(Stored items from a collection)
⁂

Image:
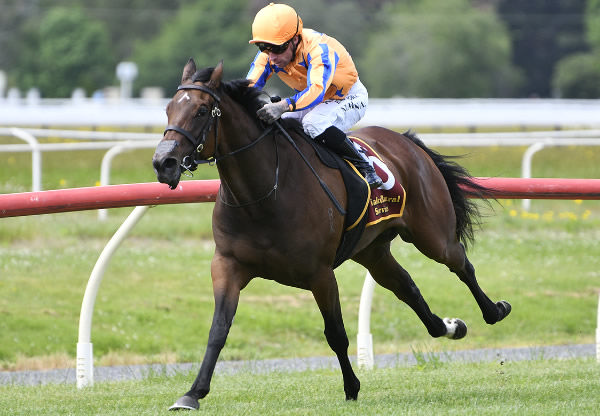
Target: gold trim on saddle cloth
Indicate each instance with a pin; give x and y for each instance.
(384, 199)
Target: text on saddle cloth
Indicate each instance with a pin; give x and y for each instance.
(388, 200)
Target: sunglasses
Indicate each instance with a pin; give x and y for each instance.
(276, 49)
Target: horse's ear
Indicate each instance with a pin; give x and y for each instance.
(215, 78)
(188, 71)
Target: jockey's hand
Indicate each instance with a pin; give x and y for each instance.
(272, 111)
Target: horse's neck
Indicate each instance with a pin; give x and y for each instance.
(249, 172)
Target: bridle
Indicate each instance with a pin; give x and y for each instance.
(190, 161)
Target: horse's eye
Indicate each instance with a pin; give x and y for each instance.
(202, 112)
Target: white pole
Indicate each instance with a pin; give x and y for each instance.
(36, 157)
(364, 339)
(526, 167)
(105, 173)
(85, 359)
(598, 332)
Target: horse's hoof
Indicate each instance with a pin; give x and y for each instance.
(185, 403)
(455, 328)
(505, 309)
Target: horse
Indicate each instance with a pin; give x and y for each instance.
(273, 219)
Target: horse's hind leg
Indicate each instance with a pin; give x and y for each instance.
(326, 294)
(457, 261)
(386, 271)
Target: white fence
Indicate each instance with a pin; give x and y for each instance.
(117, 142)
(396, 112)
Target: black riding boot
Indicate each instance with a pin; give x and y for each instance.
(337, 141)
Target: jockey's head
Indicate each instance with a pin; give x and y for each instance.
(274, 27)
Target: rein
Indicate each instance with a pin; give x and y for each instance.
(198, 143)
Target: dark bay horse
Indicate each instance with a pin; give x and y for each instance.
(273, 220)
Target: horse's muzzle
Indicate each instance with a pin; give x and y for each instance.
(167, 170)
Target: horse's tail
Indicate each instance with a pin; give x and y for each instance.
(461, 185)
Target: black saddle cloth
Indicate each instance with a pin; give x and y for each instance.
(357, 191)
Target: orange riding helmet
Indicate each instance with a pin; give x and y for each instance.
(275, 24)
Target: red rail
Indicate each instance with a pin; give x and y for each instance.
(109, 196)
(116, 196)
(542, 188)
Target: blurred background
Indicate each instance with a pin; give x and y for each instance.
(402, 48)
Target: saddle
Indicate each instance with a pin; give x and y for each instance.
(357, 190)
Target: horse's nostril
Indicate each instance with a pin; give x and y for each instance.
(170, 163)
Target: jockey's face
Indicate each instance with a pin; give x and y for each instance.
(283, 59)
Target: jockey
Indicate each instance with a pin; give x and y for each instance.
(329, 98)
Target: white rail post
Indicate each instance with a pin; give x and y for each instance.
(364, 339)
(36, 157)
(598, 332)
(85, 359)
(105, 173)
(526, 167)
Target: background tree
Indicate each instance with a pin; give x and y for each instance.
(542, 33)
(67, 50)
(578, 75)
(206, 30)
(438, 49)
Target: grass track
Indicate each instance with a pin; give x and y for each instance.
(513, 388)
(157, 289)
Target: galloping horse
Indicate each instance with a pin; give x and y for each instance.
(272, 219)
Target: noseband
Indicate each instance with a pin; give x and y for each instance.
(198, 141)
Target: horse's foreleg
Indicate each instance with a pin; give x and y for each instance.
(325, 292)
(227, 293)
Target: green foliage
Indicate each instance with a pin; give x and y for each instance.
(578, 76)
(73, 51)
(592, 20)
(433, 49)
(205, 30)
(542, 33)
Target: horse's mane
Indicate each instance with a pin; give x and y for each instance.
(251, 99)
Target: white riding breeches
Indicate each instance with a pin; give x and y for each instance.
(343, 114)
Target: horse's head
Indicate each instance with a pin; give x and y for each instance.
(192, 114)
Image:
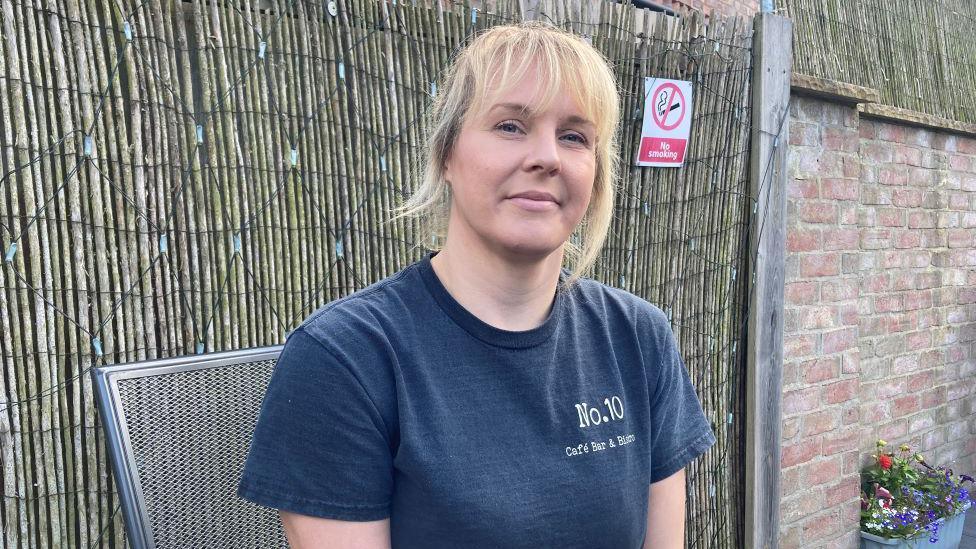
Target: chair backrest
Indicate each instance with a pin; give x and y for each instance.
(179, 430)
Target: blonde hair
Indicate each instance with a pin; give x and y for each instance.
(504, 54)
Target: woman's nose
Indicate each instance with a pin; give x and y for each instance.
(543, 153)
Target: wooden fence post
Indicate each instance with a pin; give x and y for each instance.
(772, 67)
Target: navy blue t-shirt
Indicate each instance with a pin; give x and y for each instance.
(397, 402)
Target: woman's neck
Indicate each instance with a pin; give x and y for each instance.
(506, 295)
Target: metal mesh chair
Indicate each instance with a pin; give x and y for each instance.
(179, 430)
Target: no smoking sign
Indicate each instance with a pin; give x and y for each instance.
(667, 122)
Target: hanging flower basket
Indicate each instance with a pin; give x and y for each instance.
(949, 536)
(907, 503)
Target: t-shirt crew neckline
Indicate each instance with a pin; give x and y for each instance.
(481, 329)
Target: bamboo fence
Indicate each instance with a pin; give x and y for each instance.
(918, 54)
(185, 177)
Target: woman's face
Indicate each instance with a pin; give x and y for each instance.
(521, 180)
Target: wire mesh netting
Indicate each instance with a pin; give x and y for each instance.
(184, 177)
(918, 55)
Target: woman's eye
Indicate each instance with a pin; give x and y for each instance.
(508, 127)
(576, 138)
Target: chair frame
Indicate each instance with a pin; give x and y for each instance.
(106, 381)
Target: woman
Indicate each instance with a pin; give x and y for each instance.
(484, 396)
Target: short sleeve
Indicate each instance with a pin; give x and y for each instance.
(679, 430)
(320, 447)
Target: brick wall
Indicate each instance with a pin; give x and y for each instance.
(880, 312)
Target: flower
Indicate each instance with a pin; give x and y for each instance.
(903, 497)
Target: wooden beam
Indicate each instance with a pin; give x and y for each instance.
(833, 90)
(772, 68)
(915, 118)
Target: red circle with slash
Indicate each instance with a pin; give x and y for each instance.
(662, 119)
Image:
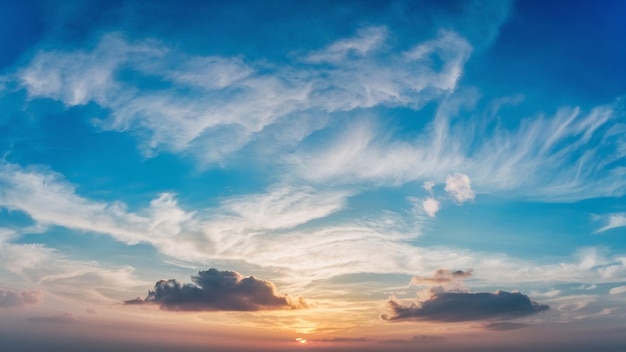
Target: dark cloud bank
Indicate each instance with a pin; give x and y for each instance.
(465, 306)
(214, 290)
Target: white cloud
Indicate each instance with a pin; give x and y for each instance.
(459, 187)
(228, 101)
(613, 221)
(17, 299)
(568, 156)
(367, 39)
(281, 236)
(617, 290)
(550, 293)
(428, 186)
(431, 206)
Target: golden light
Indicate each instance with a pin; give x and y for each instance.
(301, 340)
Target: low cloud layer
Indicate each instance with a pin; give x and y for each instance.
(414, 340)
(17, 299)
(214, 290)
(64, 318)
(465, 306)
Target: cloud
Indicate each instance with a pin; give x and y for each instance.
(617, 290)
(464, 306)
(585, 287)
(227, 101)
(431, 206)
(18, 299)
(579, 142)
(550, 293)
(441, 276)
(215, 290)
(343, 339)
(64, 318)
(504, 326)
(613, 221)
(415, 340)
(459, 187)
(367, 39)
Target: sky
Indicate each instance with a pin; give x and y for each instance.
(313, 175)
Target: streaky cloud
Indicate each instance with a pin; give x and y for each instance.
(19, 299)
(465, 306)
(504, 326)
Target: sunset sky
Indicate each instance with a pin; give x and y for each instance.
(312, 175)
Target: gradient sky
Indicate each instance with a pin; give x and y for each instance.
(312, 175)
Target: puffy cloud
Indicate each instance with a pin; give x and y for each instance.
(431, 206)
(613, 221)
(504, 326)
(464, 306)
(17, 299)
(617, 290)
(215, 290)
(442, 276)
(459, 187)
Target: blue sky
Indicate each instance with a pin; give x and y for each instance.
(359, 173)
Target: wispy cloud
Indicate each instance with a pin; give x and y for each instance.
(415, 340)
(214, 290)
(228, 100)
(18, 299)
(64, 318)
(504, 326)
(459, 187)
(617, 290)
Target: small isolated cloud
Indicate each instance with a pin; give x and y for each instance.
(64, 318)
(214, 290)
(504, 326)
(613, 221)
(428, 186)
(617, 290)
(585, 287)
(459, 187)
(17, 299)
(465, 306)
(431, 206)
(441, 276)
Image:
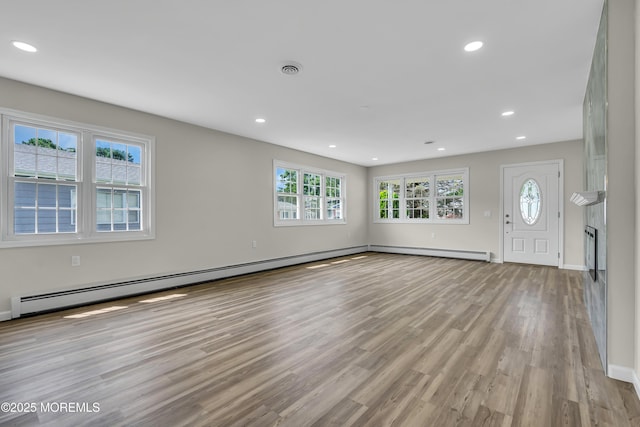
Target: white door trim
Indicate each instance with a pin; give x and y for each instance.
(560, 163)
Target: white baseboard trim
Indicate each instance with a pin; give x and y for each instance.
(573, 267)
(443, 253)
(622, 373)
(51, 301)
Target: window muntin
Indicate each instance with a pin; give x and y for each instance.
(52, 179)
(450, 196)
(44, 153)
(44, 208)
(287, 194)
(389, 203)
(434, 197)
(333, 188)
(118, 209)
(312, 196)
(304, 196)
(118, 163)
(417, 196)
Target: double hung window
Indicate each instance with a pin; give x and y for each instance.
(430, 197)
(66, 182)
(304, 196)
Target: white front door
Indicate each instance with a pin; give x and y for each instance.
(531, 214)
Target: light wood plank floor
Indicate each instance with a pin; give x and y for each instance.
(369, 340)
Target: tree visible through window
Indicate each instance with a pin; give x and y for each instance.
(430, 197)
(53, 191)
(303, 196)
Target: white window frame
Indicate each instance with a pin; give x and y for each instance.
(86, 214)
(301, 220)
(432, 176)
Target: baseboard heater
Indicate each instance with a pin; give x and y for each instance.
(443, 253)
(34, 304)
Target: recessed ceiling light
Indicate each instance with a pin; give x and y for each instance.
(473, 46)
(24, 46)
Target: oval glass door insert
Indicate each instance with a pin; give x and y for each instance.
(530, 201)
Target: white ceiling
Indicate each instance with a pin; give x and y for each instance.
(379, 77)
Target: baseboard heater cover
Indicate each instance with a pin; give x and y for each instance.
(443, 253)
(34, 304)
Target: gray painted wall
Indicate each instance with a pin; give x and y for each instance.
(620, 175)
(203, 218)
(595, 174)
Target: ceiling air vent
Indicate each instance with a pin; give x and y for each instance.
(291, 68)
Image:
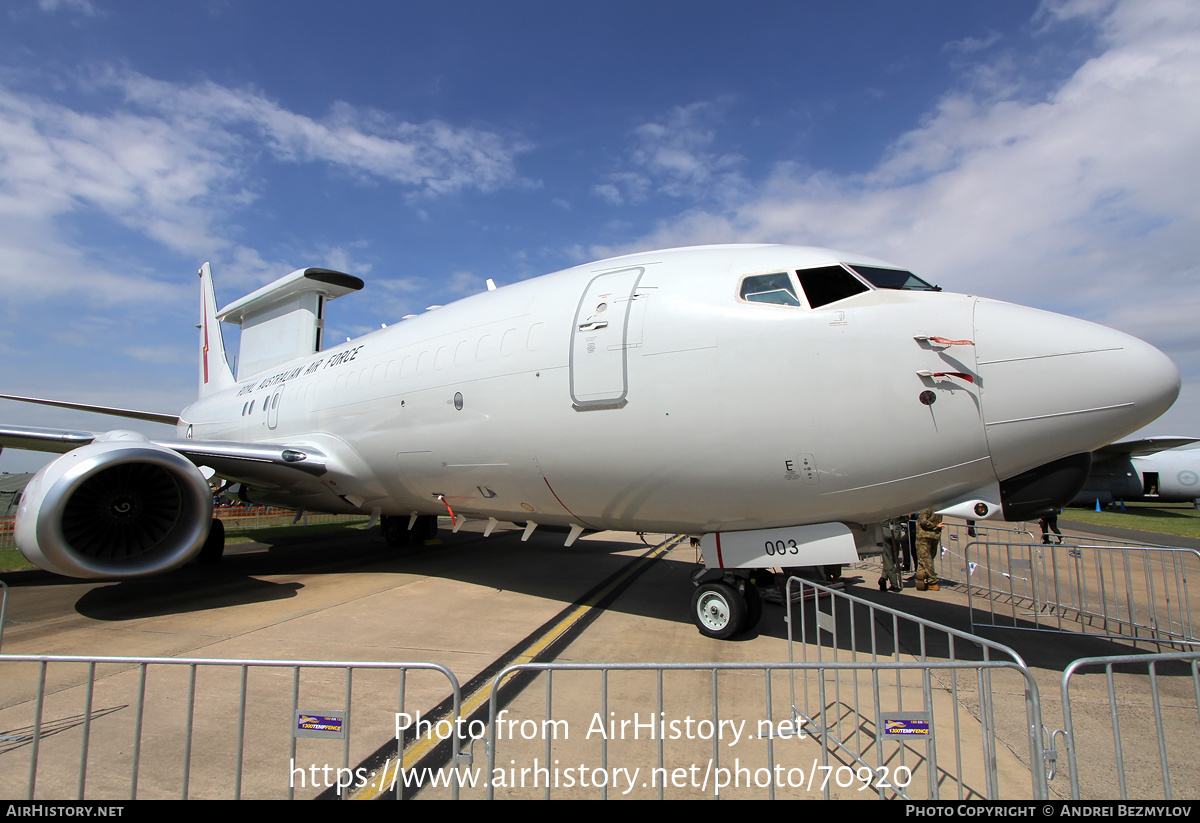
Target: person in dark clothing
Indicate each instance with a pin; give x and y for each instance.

⁂

▶ **Problem**: Take the lines above from the one containing "Target: white fence" to the one containing "Target: jockey's head" and retype them exactly, both ends included, with nothing added.

▶ **Task solution**:
Target: white fence
Indicate each instance with a pin; give x and y for each instance.
(117, 142)
(396, 112)
Target: black riding boot
Indicate each instance with a pin; give x and y for each instance.
(337, 141)
Target: jockey's head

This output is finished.